• Short task: Give only the number of lines below that contain the word "deer". Matching is case-sensitive.
Information shown start
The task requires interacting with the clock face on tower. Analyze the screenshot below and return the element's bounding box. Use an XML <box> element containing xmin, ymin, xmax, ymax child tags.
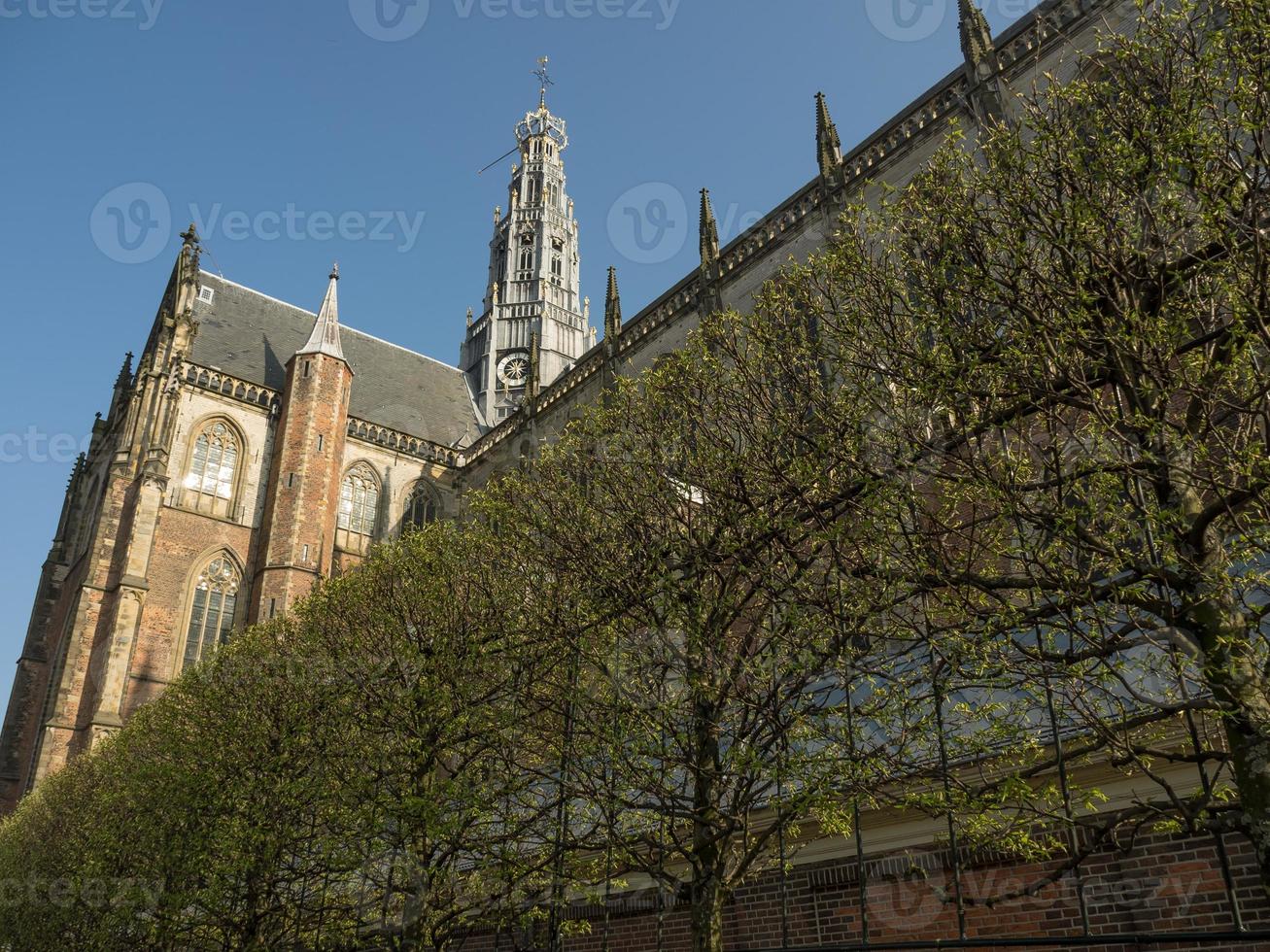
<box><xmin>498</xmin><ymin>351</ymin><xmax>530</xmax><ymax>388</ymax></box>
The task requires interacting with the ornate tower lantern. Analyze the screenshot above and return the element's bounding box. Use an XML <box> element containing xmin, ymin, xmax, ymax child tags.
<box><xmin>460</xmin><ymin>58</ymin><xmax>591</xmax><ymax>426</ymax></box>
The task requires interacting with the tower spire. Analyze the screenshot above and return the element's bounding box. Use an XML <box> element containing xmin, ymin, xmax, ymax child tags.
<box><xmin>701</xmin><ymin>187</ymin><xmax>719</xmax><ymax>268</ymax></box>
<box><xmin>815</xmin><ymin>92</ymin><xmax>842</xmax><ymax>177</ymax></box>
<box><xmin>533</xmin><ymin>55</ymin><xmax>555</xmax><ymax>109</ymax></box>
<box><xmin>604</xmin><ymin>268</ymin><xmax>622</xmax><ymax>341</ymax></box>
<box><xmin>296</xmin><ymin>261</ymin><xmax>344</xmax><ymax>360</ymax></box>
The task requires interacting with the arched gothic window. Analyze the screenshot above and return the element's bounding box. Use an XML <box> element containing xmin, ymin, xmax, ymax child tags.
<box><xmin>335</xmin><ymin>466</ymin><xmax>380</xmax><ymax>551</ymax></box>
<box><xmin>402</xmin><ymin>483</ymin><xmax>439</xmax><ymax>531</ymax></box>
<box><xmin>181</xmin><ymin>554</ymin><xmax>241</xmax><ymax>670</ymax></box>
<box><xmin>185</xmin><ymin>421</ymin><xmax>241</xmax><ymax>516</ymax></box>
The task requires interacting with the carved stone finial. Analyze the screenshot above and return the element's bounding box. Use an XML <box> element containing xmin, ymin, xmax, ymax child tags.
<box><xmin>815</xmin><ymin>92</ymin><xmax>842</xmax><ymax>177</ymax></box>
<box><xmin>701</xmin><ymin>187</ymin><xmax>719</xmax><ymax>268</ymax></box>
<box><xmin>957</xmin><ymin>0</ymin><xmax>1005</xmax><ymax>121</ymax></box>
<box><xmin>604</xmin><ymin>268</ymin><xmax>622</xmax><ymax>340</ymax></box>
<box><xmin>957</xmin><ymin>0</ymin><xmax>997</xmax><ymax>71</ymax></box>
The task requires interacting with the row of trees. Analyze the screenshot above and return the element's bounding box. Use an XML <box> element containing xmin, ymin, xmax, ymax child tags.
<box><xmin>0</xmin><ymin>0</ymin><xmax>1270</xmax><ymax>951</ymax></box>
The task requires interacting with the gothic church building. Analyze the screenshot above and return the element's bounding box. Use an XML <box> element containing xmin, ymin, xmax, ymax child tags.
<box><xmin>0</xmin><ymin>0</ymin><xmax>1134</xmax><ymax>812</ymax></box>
Information shown end
Information shown start
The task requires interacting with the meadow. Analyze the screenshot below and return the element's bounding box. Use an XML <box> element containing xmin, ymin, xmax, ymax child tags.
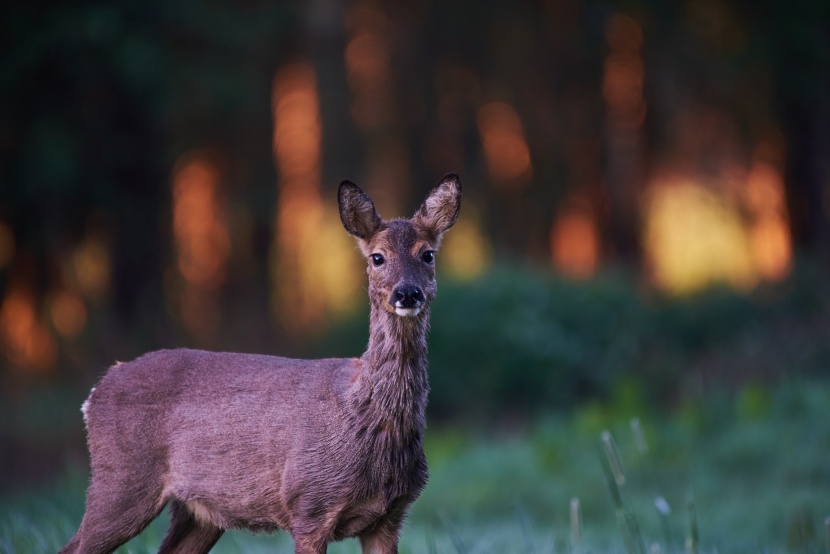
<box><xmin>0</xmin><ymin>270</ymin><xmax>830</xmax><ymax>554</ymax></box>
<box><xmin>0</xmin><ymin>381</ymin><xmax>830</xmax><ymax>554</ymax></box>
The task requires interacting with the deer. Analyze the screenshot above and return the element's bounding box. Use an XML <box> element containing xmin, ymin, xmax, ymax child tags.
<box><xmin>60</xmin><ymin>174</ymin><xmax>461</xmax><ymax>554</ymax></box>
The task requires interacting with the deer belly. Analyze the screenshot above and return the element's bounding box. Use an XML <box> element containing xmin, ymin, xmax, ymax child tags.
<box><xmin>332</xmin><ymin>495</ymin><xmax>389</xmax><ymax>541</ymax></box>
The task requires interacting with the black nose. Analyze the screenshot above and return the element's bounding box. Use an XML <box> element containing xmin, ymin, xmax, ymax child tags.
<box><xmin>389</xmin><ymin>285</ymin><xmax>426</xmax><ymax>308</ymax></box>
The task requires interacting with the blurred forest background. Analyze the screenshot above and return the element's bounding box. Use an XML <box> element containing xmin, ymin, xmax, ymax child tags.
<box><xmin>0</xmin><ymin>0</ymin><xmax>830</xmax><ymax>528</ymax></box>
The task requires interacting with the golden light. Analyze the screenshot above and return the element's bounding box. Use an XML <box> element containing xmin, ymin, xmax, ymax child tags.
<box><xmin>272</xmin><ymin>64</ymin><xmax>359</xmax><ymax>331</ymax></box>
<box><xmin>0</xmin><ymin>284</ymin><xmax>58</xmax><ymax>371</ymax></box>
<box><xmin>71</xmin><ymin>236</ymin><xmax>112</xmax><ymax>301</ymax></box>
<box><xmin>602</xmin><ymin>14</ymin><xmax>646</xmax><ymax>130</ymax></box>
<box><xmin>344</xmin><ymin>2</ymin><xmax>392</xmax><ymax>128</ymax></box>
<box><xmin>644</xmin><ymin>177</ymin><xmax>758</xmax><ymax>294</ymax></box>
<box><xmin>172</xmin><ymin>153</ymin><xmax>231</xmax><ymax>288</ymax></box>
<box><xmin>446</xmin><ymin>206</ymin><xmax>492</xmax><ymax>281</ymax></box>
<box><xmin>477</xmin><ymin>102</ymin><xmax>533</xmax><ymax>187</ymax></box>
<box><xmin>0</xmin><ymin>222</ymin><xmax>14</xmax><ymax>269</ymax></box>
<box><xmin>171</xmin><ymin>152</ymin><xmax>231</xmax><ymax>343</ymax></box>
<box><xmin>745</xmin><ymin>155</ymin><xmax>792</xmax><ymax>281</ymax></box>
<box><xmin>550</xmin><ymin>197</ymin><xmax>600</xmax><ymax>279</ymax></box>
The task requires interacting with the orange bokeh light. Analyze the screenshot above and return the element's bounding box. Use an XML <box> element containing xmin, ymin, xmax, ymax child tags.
Information shown end
• Correct response: 2